## DOKUMENT:
Petra Focks: Leitfaden für eine geschlechtsbewusste Pädagogik
Rezensiert von Dr. Barbara Stiegler, 02.09.2002
Petra Focks: Starke Mädchen, starke Jungs. Leitfaden für eine geschlechtsbewusste Pädagogik. Praxisbuch Kita. Verlag Herder GmbH (Freiburg, Basel, Wien) 2002. 180 Seiten. ISBN 978-3-451-27788-7. 11,90 EUR.
Einführung in das Thema
Kein Akteur in der Kinder- und Jugendhilfe kann sich heute dem Anspruch entziehen, eine geschlechtsbewusste pädagogische Arbeit zu leisten. Im Kinder- und Jugendhilfegesetz § 9 Abs. 3 und in den verbindlichen Regelungen des Gender Mainstreaming im Kinder- und Jugendhilfeplan wird eindeutig gefordert, dass in der Kinder- und Jugendbildungsarbeit auf die spezifische Situation von Jungen und die spezifische Situation von Mädchen geachtet werden muss. Ziel der Erziehungsarbeit ist unter anderem die Gleichstellung der Geschlechter. Diese politischen Vorgaben haben zur Folge, dass die geschlechtssensible Pädagogik endlich in den Mainstream gerät, und ihr randständiges Dasein in Forschung und Lehre aufgeben kann.
Was das Buch bietet
Auch Erziehende müssen in Zukunft Genderkompetenz erwerben und anwenden. Dazu bietet der Leitfaden von Petra Focks eine erhebliche Hilfe. Um Genderkompetenz zu erwerben, braucht man theoretisches, selbstreflexives und praktisches Wissen. Dieses Bändchen bietet alles:
- Erzieher und Erzieherinnen werden zur Reflexion über die eigene Rolle angeregt, es gibt sogar praktische Fragebögen dazu.
- Geschlechtertheoretische Ansätze werden, wenn auch manchmal etwas sehr kurz und einfach, dargestellt und pädagogische Konsequenzen gezogen.

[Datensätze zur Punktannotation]
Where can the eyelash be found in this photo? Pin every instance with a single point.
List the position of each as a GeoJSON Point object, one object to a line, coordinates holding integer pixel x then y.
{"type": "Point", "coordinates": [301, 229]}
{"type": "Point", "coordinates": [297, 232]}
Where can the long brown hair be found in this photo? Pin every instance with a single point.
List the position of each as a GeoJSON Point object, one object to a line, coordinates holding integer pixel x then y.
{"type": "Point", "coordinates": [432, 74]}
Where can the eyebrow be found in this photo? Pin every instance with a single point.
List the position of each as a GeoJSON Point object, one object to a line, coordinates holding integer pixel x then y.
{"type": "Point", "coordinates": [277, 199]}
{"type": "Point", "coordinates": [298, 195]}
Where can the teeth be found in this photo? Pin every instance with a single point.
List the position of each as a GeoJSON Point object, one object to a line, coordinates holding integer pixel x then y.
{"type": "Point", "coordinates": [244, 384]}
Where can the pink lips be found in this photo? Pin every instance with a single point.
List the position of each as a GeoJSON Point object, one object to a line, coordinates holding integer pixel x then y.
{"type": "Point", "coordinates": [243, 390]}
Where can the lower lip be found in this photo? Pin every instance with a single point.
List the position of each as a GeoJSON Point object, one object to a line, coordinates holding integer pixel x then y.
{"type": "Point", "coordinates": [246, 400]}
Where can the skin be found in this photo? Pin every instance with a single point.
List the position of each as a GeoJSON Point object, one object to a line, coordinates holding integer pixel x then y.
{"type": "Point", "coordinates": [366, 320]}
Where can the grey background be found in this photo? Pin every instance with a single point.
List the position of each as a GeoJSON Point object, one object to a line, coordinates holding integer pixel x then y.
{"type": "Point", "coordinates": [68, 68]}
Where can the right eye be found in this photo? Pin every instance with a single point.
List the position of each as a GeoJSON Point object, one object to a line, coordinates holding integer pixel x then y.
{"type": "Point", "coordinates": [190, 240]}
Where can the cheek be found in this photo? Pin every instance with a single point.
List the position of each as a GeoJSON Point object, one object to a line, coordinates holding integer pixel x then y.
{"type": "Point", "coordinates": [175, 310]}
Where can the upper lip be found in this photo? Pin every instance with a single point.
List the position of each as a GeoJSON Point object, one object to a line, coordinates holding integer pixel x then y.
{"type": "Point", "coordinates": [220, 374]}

## SCHRIFTLICHE AUFGABE A:
Wie viele Seiten umfasst das in der Rezension besprochene Buch?
## SCHRIFTLICHE AUFGABE B:
Aktualisiere in der Rezension alles von „Was das Buch“ bis hinunter zu „pädagogische Konsequenzen gezogen.“, wobei „Genderkompetenz“ durch „Geschlechterkompetenz“ ersetzt wird.
Die Daten werden hier nicht gebraucht.

## LÖSUNG A:
180 Seiten.

## LÖSUNG B:
Was das Buch bietet
Auch Erziehende müssen in Zukunft Geschlechterkompetenz erwerben und anwenden. Dazu bietet der Leitfaden von Petra Focks eine erhebliche Hilfe. Um Geschlechterkompetenz zu erwerben, braucht man theoretisches, selbstreflexives und praktisches Wissen. Dieses Bändchen bietet alles:
- Erzieher und Erzieherinnen werden zur Reflexion über die eigene Rolle angeregt, es gibt sogar praktische Fragebögen dazu.
- Geschlechtertheoretische Ansätze werden, wenn auch manchmal etwas sehr kurz und einfach, dargestellt und pädagogische Konsequenzen gezogen.